- _What to work on_
Only those lines in the data below from the line containing "the orange breast" through the line containing "[[398, 34], [447, 129], [511, 233]]", both included, should be restated word for word.

BEGIN

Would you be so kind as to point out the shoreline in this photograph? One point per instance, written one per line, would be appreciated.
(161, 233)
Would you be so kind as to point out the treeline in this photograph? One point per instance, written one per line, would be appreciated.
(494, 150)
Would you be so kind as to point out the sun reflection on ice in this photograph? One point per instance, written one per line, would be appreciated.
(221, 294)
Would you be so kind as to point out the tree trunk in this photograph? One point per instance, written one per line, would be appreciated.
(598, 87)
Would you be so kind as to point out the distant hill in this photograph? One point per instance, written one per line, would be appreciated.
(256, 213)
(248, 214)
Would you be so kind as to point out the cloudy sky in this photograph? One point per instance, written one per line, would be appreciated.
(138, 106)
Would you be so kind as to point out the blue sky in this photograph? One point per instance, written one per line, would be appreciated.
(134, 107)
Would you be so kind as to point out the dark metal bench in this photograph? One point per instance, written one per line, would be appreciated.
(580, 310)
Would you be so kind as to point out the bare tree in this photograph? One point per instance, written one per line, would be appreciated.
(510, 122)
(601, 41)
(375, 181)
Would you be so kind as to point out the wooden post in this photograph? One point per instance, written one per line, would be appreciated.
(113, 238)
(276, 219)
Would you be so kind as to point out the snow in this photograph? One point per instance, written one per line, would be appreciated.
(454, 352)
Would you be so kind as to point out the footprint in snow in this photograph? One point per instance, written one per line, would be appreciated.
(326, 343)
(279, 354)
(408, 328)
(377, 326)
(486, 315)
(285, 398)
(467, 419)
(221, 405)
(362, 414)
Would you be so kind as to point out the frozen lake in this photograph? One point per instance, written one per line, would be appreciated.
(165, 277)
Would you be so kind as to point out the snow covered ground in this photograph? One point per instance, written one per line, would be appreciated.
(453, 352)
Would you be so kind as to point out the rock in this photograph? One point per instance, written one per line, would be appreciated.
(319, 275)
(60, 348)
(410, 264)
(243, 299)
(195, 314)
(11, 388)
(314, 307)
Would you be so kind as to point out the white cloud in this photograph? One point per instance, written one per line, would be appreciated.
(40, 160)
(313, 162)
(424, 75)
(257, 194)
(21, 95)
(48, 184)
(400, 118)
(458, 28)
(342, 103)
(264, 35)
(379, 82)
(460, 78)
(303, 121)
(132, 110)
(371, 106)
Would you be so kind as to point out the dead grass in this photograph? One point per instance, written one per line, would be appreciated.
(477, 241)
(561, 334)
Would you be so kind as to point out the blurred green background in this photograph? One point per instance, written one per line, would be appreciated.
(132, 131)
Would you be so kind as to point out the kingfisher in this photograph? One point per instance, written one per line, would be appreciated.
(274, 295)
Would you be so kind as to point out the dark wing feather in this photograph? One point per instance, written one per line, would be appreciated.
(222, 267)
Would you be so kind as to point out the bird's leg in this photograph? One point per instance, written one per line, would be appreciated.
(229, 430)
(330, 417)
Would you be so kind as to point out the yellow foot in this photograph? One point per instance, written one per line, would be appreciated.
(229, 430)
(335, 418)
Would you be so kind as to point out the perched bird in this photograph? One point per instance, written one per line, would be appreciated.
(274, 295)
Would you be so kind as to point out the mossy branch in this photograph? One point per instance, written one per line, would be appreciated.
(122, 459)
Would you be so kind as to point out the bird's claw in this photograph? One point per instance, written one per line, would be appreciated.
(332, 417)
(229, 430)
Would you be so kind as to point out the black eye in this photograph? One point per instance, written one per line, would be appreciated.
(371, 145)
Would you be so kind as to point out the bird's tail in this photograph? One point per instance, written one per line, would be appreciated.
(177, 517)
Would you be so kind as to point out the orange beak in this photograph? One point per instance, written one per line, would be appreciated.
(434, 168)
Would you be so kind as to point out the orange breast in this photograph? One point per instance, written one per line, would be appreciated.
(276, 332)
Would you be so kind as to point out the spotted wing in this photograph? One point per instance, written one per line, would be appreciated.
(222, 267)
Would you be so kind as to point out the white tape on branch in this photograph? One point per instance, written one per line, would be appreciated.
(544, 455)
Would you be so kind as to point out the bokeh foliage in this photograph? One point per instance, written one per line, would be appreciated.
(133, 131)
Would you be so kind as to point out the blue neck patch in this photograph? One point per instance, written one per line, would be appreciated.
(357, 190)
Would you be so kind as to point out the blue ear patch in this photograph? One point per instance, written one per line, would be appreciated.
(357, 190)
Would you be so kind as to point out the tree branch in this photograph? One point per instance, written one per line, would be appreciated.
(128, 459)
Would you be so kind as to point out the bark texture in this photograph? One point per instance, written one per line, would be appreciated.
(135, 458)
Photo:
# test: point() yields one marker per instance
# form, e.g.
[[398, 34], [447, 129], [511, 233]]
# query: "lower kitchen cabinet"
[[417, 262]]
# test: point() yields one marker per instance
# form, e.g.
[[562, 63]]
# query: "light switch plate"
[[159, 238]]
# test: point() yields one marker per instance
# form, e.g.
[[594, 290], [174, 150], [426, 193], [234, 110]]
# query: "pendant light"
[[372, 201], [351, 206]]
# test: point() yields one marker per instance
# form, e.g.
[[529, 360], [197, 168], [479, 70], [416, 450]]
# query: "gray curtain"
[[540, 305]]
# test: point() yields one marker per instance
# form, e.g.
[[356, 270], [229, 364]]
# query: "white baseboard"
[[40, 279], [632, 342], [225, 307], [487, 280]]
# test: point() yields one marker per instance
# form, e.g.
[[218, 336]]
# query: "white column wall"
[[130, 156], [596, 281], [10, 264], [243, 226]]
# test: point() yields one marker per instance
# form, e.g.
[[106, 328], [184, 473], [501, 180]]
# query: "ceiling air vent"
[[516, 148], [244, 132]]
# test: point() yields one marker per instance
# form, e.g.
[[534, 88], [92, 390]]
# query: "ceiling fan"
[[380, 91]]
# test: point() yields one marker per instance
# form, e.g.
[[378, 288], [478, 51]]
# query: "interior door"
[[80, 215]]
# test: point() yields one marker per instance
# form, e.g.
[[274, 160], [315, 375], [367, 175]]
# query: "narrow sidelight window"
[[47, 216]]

END

- _Reply_
Would you be so kind as to point out the orange breast in this photograph? One point per instance, written one per line, would be appreciated.
(276, 332)
Would you be so kind as to point out the spotted wing in this photograph? One point per instance, written one per line, would be appreciated.
(222, 267)
Would you be so kind as to point out the white tape on branch in this photograph? One point per instance, written one per line, would be appreciated.
(544, 455)
Would you be so kind as to point out the bokeh foliage in this photograph? One point per instance, written one per line, would be appreciated.
(133, 131)
Would you be so kind as to point out the blue neck patch in this photograph? One point per instance, written one per line, would be appreciated.
(357, 190)
Would you be so kind as to point out the blue ear patch in this photograph? One point per instance, written one per line, would be appreciated.
(357, 190)
Would you be so kind as to point out the tree branch in this photograph? One point per instance, written one per line, would be appreciated.
(128, 459)
Would you be so kind as to point out the bark texture in this photograph? One point per instance, written one per line, would be appreciated.
(135, 458)
Photo:
# test: point() yields one marker per instance
# form, e.g.
[[398, 34], [447, 129], [511, 233]]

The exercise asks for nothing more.